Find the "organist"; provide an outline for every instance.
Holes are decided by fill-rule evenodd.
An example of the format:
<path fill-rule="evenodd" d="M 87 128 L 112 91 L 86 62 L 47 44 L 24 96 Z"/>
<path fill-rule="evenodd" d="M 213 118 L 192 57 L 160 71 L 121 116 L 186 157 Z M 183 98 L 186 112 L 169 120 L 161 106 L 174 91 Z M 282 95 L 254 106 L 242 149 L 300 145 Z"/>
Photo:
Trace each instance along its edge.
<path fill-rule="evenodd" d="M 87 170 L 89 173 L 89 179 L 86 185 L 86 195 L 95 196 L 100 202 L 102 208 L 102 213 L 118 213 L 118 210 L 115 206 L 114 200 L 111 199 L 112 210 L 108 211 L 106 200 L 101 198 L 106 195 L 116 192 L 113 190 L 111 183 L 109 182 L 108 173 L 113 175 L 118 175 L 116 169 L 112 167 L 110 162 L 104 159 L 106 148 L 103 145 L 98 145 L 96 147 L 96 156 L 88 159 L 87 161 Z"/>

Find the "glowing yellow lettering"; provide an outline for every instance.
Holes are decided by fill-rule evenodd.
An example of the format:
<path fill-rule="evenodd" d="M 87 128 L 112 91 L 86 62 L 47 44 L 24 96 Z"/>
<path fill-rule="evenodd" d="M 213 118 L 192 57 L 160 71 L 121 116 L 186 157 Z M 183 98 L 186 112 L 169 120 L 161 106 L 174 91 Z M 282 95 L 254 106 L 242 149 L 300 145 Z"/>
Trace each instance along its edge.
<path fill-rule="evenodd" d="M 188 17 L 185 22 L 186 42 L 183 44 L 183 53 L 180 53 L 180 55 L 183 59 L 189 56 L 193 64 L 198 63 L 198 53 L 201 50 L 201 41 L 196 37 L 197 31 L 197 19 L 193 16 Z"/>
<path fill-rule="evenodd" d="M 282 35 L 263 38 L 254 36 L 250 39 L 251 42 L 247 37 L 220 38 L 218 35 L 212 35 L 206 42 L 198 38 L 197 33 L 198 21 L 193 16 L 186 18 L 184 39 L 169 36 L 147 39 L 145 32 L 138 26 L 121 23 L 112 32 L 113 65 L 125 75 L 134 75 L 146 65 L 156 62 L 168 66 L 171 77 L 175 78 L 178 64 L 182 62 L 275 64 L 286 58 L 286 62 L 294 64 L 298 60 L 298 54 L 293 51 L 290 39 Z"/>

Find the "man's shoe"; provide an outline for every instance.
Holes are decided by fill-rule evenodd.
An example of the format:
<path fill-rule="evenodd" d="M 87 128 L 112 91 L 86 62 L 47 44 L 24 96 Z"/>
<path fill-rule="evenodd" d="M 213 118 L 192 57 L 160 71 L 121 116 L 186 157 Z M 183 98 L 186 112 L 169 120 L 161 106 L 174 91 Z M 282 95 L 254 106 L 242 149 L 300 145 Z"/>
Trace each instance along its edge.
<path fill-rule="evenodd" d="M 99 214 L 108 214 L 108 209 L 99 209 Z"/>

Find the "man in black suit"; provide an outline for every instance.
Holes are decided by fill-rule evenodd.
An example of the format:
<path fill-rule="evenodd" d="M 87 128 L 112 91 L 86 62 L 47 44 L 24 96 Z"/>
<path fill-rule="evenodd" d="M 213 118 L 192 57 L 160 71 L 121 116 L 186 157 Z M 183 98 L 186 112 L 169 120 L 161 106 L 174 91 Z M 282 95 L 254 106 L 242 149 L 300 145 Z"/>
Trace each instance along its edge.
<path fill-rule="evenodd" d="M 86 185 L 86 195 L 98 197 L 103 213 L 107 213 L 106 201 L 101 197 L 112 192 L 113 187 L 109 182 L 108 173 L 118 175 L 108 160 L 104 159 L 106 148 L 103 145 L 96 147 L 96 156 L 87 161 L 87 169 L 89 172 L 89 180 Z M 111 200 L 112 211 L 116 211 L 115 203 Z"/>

....................

■ What you need to do:
Return all lines from the material that contain "provide".

■ Result:
Find the "organist"; provide an outline for every instance.
Find the "glowing yellow lettering"; provide an outline for every instance.
Find the "man's shoe"; provide an outline for every instance.
Find the "man in black suit"; provide an outline for every instance.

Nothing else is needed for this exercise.